Set down all of the entries precisely as they were written.

___

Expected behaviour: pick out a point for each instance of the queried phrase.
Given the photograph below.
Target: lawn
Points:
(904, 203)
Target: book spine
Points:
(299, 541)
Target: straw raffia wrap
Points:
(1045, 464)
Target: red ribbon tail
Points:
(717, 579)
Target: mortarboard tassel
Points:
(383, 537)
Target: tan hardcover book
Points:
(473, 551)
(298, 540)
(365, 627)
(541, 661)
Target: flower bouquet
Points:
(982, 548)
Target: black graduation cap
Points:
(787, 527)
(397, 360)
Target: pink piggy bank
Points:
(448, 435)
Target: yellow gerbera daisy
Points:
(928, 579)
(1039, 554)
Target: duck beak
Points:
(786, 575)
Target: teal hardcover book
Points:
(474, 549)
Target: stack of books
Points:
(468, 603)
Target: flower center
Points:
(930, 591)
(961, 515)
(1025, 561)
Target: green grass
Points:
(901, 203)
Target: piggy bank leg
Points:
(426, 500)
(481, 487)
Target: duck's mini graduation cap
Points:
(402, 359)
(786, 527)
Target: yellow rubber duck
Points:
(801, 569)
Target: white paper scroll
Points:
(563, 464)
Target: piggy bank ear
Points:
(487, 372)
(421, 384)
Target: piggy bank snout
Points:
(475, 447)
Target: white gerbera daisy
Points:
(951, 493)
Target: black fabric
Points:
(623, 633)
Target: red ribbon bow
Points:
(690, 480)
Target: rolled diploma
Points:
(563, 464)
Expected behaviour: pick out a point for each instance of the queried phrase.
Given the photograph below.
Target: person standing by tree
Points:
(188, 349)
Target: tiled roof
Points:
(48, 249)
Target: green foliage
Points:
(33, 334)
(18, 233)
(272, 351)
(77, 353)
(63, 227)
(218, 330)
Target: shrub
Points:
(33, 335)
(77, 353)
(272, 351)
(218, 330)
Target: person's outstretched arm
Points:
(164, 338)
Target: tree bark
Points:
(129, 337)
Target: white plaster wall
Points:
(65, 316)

___

▶ _YOUR SOLUTION_:
Expected behaviour: pick out a point for each instance of the queried phrase.
Given the photograph below.
Target: lawn
Points:
(904, 203)
Target: book spine
Points:
(299, 541)
Target: straw raffia wrap
Points:
(1045, 464)
Target: red ribbon tail
Points:
(717, 579)
Target: mortarboard tassel
Points:
(383, 537)
Target: tan hardcover book
Points:
(473, 551)
(298, 540)
(365, 627)
(541, 661)
Target: flower bouquet
Points:
(982, 548)
Target: black graduation cap
Points:
(787, 527)
(397, 360)
Target: pink piggy bank
Points:
(448, 435)
Target: yellow gerbera daisy
Points:
(928, 579)
(1039, 554)
Target: duck beak
Points:
(786, 575)
Target: teal hardcover book
Points:
(474, 549)
Target: stack of books
Points:
(468, 603)
Target: flower center
Points:
(930, 591)
(961, 515)
(1025, 561)
Target: green grass
Points:
(901, 203)
Target: piggy bank leg
Points:
(426, 500)
(481, 487)
Target: duck's mini graduation cap
Points:
(402, 359)
(786, 527)
Target: yellow rubber duck
Points:
(801, 569)
Target: white paper scroll
Points:
(563, 464)
Target: piggy bank ear
Points:
(487, 372)
(421, 384)
Target: piggy bank snout
Points:
(475, 447)
Target: white gerbera daisy
Points:
(951, 493)
Target: black fabric
Points:
(623, 633)
Target: red ribbon bow
Points:
(690, 480)
Target: rolled diploma
Points:
(563, 464)
Expected behaviour: pick out a point for each instance of the queried phrase.
Given the photograph below.
Target: person standing by tree
Points:
(188, 349)
Target: tiled roof
Points:
(48, 249)
Target: green foliage
Points:
(33, 334)
(18, 233)
(272, 351)
(77, 353)
(63, 227)
(218, 330)
Target: shrub
Points:
(33, 335)
(77, 353)
(272, 351)
(218, 330)
Target: person's outstretched arm
Points:
(164, 338)
Target: tree bark
Points:
(129, 337)
Target: white plaster wall
Points:
(65, 316)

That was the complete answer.